The thermal conductivity of a sintered compact of the powder is
compromised if the amount of metal impurities exceeds this range.
In particular, the content respectively of Group IV elements such
as Si, and elements of the iron family, such as Fe, which as metal
impurities have a serious worsening effect on the thermal
conductivity of a sintered compact, is advisably 500 ppm or
less.
[0045] Because AlN is not a readily sinterable material, adding a
sintering promoter to the AlN raw-material powder is advisable. The
sintering promoter added preferably is a rare-earth element
compound. Since rare-earth element compounds during sintering react
with aluminum oxides or aluminum oxynitrides present on the surface
of the particles of the aluminum nitride powder, acting to promote
densification of the aluminum nitride and to eliminate oxygen being
a causative factor that worsens the thermal conductivity of the
aluminum nitride sintered part, they enable the thermal
conductivity of the aluminum nitride sintered part to be
improved.
[0046] Yttrium compounds, whose oxygen-eliminating action is
particularly pronounced, are preferable rare-earth element
compounds. The amount added is preferably 0.01 to 5 wt. %. Less
than 0.01 wt. % would rule out producing ultra-fine sintered
materials, along with which the thermal conductivity of the
sintered parts would be compromised. Added amounts in excess of 5
wt. % on the other hand lead to sintering promoter being present at
the grain boundaries in the aluminum nitride sintered part, and
consequently, if the compact is employed under a corrosive
atmosphere, the sintering promoter present along the grain
boundaries gets etched, becoming a source of loosened grains and
particles. More preferably the amount of sintering promoter added
is 1 wt. % or less. Being less than 1 wt. %, the sintering promoter
will no longer be present even at the grain boundary triple points,
which improves the corrosion resistance.
[0047] To characterize the rare-earth compounds further: oxides,
nitrides, fluorides, and stearic oxide compounds may be employed.
Among these, oxides, being inexpensive and readily obtainable, are
preferable. By the same token, stearic oxide compounds are
especially suitable since they have a high affinity for organic
solvents, and if the aluminum nitride raw-material powder,
sintering promoter, etc. are to be mixed together in an organic
solvent, the fact that the sintering promoter is a stearic oxide
compound will heighten the miscibility.
[0048] Next, a predetermined volume of solvent, a binder, and
further, a dispersing agent or a coalescing agent as needed, are
added to the aluminum nitride raw-material powder and powdered
sintering promoter, and the mixture is blended together. Possible
mixing techniques include ball-mill mixing and mixing by
ultrasound. Mixing techniques of this sort allow a raw-material
slurry to be produced.

• [Problem A]
Answer these questions from the aluminum nitride excerpt, one per line:
(i) What content is advisable for impurities such as Si and Fe?
(ii) What is the preferred amount of sintering promoter added?
(iii) Which mixing techniques are named for producing the raw-material slurry?
The aluminum nitride excerpt and the rows are unrelated material.

• [Data to use]
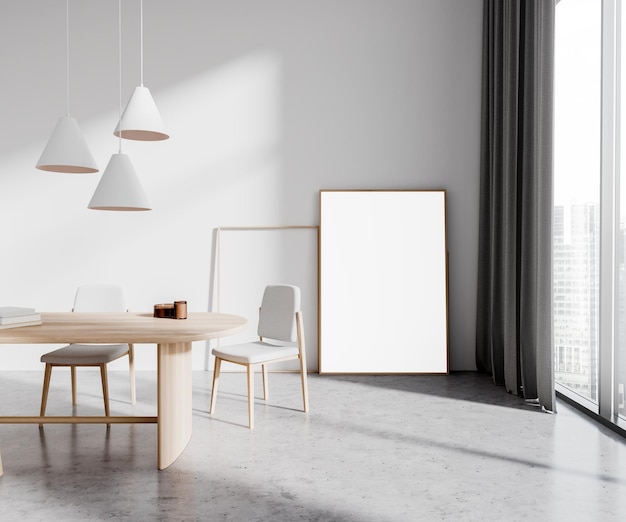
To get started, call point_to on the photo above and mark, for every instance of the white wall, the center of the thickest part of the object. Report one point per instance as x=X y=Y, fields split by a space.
x=267 y=102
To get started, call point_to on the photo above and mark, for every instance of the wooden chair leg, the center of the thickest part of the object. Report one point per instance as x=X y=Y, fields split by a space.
x=266 y=391
x=305 y=388
x=250 y=396
x=105 y=389
x=73 y=373
x=131 y=372
x=44 y=393
x=216 y=380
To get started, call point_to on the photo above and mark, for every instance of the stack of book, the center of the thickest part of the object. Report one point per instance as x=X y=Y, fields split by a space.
x=15 y=316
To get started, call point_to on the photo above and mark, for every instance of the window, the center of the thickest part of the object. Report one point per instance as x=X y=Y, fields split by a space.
x=589 y=234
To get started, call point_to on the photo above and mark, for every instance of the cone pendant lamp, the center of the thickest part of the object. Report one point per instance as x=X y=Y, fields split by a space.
x=141 y=119
x=119 y=187
x=67 y=150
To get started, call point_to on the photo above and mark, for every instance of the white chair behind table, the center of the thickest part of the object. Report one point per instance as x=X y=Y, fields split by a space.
x=91 y=298
x=280 y=319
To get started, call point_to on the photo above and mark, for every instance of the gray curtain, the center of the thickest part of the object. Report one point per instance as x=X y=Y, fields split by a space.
x=514 y=318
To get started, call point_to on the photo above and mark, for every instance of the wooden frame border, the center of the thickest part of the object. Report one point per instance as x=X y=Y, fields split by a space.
x=447 y=286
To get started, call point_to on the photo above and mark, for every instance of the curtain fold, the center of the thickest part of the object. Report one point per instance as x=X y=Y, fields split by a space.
x=514 y=317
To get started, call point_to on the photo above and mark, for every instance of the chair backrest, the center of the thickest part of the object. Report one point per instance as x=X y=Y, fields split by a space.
x=100 y=298
x=277 y=319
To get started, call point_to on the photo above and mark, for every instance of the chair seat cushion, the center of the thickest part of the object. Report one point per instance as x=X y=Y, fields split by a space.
x=254 y=353
x=77 y=354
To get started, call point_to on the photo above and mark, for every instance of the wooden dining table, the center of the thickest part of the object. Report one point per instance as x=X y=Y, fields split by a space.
x=174 y=378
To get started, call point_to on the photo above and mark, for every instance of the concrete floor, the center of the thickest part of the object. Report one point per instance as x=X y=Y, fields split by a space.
x=392 y=448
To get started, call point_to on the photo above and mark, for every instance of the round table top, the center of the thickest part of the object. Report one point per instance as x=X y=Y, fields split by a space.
x=124 y=327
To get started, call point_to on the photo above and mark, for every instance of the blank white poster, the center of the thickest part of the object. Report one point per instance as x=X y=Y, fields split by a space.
x=383 y=282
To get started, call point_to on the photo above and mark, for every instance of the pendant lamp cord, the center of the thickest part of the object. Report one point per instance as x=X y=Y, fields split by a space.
x=119 y=62
x=141 y=39
x=67 y=56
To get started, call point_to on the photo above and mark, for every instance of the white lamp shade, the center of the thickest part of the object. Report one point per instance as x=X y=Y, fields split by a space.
x=67 y=150
x=119 y=187
x=141 y=119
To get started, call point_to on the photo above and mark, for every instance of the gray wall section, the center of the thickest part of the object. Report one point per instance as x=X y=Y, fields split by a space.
x=365 y=94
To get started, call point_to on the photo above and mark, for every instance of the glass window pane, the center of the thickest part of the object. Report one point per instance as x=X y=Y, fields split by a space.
x=620 y=349
x=576 y=234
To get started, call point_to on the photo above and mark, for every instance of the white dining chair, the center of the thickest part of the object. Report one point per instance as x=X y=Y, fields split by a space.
x=91 y=298
x=281 y=338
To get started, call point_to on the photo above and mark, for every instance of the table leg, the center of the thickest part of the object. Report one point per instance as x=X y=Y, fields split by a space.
x=174 y=401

• [Problem B] Count how many lines of the rows contain the word "concrete", and give only that number.

• [Complete answer A]
(i) 500 ppm or less
(ii) 0.01 to 5 wt. %
(iii) Ball-mill mixing and mixing by ultrasound

• [Complete answer B] 1